Reproduce the listing, starting with the line with "# target: yellow flower" and going on through the line with "M 599 91 L 545", swapping "eyeglasses" for "sunglasses" and leaving everything else unchanged.

——————

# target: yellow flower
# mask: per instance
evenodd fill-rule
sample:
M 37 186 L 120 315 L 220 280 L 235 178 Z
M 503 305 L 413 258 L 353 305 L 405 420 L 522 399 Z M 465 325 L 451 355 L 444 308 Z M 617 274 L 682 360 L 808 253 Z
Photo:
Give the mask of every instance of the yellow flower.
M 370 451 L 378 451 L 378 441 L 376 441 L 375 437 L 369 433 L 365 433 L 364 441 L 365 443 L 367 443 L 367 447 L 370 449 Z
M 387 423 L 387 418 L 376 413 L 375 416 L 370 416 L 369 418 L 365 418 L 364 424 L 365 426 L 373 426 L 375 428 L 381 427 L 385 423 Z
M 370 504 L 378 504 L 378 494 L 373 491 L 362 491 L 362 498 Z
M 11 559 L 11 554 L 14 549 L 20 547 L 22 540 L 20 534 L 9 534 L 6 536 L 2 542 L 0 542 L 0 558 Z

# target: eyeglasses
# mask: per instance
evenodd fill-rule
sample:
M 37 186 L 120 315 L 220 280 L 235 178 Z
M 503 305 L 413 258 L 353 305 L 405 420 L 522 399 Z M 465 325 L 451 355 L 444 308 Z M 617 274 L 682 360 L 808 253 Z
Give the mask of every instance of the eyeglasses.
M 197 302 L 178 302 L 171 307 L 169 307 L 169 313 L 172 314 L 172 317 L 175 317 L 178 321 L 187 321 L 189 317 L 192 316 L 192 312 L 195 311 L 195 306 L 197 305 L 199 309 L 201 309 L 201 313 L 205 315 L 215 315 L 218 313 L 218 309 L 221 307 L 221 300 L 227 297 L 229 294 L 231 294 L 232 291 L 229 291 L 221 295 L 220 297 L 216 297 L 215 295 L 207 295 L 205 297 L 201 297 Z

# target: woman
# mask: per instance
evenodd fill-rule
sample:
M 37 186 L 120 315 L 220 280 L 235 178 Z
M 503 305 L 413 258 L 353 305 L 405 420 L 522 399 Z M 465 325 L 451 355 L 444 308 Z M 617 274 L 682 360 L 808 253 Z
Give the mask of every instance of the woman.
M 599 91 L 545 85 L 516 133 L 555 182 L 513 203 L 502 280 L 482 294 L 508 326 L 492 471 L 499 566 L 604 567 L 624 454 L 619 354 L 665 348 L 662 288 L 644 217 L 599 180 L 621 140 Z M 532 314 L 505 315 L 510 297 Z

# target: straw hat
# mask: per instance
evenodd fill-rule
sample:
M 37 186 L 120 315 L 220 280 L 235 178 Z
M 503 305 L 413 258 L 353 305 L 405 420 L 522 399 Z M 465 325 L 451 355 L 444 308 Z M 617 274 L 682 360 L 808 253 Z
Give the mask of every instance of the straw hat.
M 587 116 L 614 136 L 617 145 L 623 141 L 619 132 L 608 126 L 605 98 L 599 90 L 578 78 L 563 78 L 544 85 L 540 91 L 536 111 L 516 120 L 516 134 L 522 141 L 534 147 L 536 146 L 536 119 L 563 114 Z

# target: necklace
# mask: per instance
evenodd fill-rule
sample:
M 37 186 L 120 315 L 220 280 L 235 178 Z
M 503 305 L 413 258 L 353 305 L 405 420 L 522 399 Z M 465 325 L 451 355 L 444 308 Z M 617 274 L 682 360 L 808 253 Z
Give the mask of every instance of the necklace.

——————

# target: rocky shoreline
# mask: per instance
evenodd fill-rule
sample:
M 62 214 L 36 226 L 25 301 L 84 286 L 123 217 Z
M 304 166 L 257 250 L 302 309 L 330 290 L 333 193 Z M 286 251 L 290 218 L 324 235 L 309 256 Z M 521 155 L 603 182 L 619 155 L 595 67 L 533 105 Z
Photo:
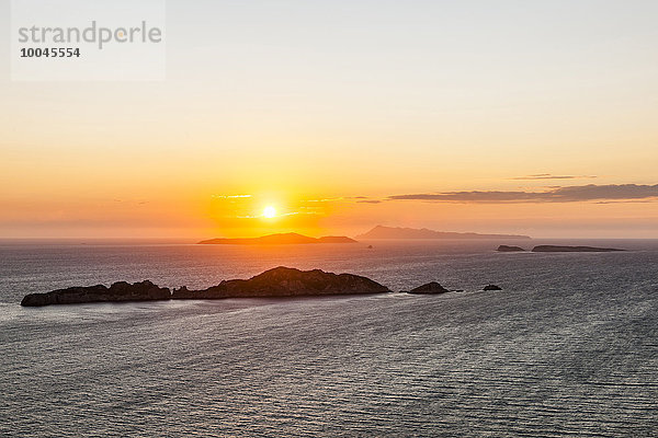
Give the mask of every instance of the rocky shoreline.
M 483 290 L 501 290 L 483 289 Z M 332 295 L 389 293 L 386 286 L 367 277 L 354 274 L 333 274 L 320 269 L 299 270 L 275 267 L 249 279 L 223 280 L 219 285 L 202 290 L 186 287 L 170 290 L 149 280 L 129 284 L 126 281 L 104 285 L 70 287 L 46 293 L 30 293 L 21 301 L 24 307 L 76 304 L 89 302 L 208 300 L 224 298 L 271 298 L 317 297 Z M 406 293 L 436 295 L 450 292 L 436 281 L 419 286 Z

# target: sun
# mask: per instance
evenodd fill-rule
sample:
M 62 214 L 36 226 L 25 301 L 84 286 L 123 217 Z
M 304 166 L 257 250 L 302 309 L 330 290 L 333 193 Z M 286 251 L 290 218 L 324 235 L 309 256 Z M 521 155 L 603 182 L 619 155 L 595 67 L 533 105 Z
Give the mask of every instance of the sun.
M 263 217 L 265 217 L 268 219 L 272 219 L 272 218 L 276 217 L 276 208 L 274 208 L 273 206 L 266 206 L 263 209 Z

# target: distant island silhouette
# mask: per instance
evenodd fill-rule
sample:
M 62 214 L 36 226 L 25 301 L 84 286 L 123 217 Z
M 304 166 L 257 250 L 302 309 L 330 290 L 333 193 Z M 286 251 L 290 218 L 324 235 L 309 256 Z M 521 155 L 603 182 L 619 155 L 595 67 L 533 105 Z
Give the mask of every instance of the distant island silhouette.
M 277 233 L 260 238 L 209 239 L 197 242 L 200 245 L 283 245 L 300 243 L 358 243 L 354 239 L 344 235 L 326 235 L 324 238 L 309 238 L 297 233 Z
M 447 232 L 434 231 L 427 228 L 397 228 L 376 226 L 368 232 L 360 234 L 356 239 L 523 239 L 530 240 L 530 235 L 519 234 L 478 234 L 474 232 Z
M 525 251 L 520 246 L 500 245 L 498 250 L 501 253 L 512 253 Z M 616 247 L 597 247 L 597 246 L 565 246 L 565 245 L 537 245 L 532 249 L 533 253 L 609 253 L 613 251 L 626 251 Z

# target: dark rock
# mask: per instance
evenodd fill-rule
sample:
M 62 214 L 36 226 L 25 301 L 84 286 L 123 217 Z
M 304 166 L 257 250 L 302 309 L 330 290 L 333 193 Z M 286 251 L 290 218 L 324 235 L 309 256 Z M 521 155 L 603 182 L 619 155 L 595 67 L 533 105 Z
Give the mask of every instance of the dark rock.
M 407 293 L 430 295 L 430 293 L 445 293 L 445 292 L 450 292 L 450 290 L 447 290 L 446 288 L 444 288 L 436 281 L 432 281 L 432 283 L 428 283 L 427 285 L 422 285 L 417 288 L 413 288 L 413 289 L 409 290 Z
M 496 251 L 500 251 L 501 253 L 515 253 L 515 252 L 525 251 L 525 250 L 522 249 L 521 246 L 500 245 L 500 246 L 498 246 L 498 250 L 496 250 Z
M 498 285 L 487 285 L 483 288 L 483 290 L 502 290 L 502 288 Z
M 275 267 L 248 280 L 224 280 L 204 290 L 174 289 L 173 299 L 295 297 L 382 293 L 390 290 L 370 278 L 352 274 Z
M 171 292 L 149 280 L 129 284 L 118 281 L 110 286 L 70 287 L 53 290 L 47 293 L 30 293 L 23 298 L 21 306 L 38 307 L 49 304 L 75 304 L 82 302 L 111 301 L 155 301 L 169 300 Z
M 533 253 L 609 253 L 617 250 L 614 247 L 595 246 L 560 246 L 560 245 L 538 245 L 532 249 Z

——————

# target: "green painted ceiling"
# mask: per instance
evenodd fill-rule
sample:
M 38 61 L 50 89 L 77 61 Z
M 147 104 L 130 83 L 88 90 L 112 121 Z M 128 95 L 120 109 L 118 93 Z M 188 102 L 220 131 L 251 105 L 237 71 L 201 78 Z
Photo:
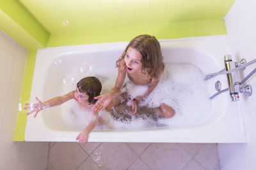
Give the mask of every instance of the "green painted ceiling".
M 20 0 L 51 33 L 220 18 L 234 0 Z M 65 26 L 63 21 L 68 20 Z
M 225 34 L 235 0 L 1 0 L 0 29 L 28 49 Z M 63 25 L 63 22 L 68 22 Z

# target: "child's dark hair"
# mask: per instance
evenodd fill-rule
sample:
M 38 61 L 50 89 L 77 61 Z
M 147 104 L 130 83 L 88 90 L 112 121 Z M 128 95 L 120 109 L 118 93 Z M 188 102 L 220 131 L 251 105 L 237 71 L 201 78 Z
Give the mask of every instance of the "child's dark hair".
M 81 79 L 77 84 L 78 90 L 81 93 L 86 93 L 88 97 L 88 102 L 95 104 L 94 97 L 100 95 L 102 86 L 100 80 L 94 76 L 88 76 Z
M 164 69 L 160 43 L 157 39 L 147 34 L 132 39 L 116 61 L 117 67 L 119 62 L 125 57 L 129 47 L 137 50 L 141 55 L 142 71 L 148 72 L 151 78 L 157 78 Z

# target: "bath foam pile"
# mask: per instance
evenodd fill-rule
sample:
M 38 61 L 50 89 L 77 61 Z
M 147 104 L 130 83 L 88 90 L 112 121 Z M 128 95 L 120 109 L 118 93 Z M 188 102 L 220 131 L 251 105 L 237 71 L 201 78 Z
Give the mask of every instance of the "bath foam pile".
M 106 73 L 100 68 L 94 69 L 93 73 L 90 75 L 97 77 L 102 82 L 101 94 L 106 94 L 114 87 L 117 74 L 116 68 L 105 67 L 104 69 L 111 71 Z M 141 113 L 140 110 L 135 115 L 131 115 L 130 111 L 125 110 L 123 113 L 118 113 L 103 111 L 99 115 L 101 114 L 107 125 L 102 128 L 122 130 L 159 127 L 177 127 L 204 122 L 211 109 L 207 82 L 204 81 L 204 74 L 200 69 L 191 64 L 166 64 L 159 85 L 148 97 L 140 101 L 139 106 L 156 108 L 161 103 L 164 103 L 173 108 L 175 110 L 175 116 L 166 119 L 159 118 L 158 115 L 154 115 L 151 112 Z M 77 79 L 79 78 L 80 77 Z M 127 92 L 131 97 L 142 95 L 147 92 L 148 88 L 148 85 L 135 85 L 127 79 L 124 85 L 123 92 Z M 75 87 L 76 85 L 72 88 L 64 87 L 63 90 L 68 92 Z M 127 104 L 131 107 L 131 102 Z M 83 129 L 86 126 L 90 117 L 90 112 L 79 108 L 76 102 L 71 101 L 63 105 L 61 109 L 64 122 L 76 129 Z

——————

RESULT FOR THIS EXERCISE>
# target: yellow flower
# mask: per instance
evenodd fill-rule
sample:
M 37 186 L 120 315 L 220 280 L 235 178 Z
M 503 305 L 413 258 L 353 305 L 405 420 L 522 399 Z M 465 325 L 451 355 L 444 308 Z M 617 274 L 682 360 L 808 253 Z
Photo:
Give the mask of every instance of the yellow flower.
M 370 451 L 378 451 L 378 441 L 376 441 L 375 437 L 369 433 L 365 433 L 364 441 L 365 443 L 367 443 L 367 447 L 370 449 Z
M 387 423 L 387 418 L 376 413 L 375 416 L 370 416 L 369 418 L 365 418 L 364 424 L 365 426 L 373 426 L 375 428 L 381 427 L 385 423 Z
M 370 504 L 378 504 L 378 494 L 373 491 L 362 491 L 362 498 Z
M 11 559 L 11 554 L 14 549 L 20 547 L 22 540 L 20 534 L 9 534 L 6 536 L 2 542 L 0 542 L 0 558 Z

# target: sunglasses
# mask: per instance
evenodd fill-rule
sample:
M 37 186 L 120 315 L 220 280 L 235 178 Z
M 503 305 L 413 258 L 353 305 L 405 420 L 522 399 Z M 465 325 L 451 355 L 444 308 Z M 617 274 L 682 360 L 808 253 Z
Give the mask of every instance of the sunglasses.
M 197 302 L 178 302 L 171 307 L 169 307 L 169 313 L 172 314 L 172 317 L 175 317 L 178 321 L 187 321 L 189 317 L 192 316 L 192 312 L 195 311 L 195 306 L 197 305 L 199 309 L 201 309 L 201 313 L 205 315 L 215 315 L 218 313 L 218 309 L 221 307 L 221 300 L 227 297 L 229 294 L 231 294 L 232 291 L 229 291 L 221 295 L 220 297 L 216 297 L 215 295 L 207 295 L 205 297 L 201 297 Z

# target: woman
# mask: per instance
evenodd fill-rule
sample:
M 37 186 L 120 315 L 220 280 L 235 178 Z
M 503 305 L 413 258 L 353 305 L 405 420 L 522 399 Z M 465 325 L 451 355 L 444 308 Z M 617 274 L 682 360 L 808 253 Z
Give the mask of every instance of the woman.
M 599 91 L 545 85 L 516 133 L 555 182 L 513 203 L 502 280 L 482 294 L 508 326 L 492 471 L 499 566 L 604 567 L 624 454 L 619 354 L 665 348 L 662 288 L 644 217 L 599 180 L 621 140 Z M 532 314 L 505 315 L 510 297 Z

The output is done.